Stored data:
::::

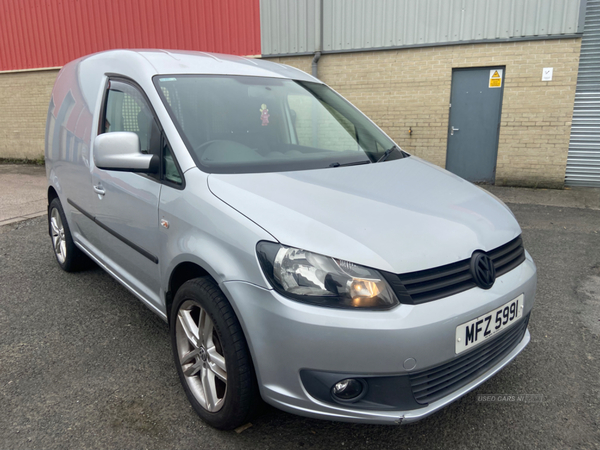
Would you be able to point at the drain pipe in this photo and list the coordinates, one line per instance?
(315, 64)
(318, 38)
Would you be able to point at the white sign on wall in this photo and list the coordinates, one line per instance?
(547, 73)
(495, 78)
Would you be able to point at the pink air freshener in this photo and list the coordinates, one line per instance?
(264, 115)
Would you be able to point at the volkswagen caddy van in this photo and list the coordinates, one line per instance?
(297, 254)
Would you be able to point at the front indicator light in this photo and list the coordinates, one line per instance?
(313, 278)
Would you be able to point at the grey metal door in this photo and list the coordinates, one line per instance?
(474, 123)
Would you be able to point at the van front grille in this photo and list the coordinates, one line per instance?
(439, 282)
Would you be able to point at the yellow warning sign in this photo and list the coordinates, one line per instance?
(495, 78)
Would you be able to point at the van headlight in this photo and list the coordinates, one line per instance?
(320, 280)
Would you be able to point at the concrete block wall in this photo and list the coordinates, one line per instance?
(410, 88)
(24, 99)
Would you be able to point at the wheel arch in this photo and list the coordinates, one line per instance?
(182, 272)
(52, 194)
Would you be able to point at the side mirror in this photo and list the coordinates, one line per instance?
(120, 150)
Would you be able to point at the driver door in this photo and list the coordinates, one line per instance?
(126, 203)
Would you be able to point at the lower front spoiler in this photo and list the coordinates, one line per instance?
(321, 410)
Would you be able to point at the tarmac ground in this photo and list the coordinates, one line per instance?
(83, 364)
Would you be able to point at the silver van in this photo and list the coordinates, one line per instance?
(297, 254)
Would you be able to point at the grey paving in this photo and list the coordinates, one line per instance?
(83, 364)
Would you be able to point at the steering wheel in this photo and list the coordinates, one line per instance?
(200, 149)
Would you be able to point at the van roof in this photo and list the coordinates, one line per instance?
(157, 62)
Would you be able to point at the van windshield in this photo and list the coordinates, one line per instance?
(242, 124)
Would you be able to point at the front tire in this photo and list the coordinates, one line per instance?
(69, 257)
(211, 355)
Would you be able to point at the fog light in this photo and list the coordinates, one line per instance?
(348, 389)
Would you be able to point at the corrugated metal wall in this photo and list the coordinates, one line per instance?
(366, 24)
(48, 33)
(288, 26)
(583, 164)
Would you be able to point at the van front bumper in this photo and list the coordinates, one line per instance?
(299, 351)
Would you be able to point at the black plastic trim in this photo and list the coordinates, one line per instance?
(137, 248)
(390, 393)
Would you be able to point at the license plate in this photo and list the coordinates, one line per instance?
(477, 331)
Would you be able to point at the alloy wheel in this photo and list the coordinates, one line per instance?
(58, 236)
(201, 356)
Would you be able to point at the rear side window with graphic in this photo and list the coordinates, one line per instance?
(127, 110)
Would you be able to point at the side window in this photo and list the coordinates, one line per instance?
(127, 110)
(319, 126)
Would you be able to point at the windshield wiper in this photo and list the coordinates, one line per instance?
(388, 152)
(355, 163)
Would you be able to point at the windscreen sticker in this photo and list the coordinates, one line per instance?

::::

Exercise details: In your copy of the material, every word must match and no image should appear.

Exercise output:
Would you be able to point at the drain pipe in this photo and list the coordinates, one line per instance?
(315, 64)
(318, 38)
Would you be able to point at the white sign on wall in this photo and list the coordinates, one line per instance?
(547, 73)
(495, 78)
Would you be able to point at the pink air freshener in this photo and list the coordinates, one line per instance?
(264, 115)
Would you be able to point at the volkswagen caddy van in this photo and list the coordinates, one line per instance?
(297, 254)
Would you be able to point at the front indicator light in this photo and list the coordinates, one line per instance?
(313, 278)
Would you be able to point at the grey metal door in this photo and list the coordinates, one line per instance?
(474, 123)
Would you be able to point at the van front grille in this photo and list the coordinates, one line per instance?
(439, 282)
Would you be able to point at the yellow warning sign in this photo and list the coordinates, one line per instance?
(495, 78)
Would you be able to point at the van headlight in this photo and list the coordinates, one line per instance?
(320, 280)
Would you be able to point at the concrete block wall in this photo and list the coordinates, one line per instance?
(410, 88)
(24, 99)
Would you be able to point at the wheel arch in this photo and list the coordinates, one line per instance?
(182, 272)
(52, 194)
Would you be able to point at the side mirror in this photo and list the coordinates, one line per instance?
(120, 150)
Would you be able to point at the driver door in this photo and list the coordinates, one line per instance?
(126, 203)
Would you be able to point at the lower front spoiler in this photo and list the coordinates, one line per instance?
(321, 410)
Would you be able to point at the tarmac ground in this photo and list the coordinates, one line per instance?
(83, 364)
Would you be able to point at the silver van in this photo and list the coordinates, one line per instance?
(297, 254)
Would you be able to point at the grey paving in this photo and list the coordinates, one line per instance?
(83, 364)
Would you be able to point at the steering wheel in this photo and list the coordinates, one line per instance?
(200, 149)
Would you be able to point at the van roof in this photo and list the coordinates, one line per instance?
(157, 62)
Would you be able to point at the van windshield in this photo and list the coordinates, one line per instance?
(242, 124)
Would you be able to point at the front tire in this photo and list the coordinates, one line per instance?
(69, 257)
(211, 355)
Would you be able to point at the fog light in this photo and list the coordinates, one line per instance?
(348, 389)
Would you be able to point at the corrugated metal wall in this photo and list the coordinates, one line per instance?
(366, 24)
(48, 33)
(288, 26)
(583, 164)
Would you be able to point at the van front bumper in this photo and list the coordinates, one line per instance?
(299, 351)
Would you be able to point at the black plastic trim in this photo and list the coordinates, one line per instance?
(137, 248)
(390, 393)
Would you be able to point at the license plate in this photo and list the coordinates, one line per instance?
(477, 331)
Would you be able to point at the alloy wheel in this photo and list the coordinates, one line per instance?
(58, 236)
(201, 356)
Would you be able to point at the rear side window with graphic in this photo and list the coordinates, one line per instance?
(127, 110)
Would you be able to point at the side window in this photo and list the coordinates, one line per instance?
(127, 110)
(319, 126)
Would you be able to point at the windshield wiper in this photo and list the coordinates, one line per instance?
(388, 152)
(355, 163)
Would you be able to point at the windscreen sticker in this photo and list the coordinates, one line per instance?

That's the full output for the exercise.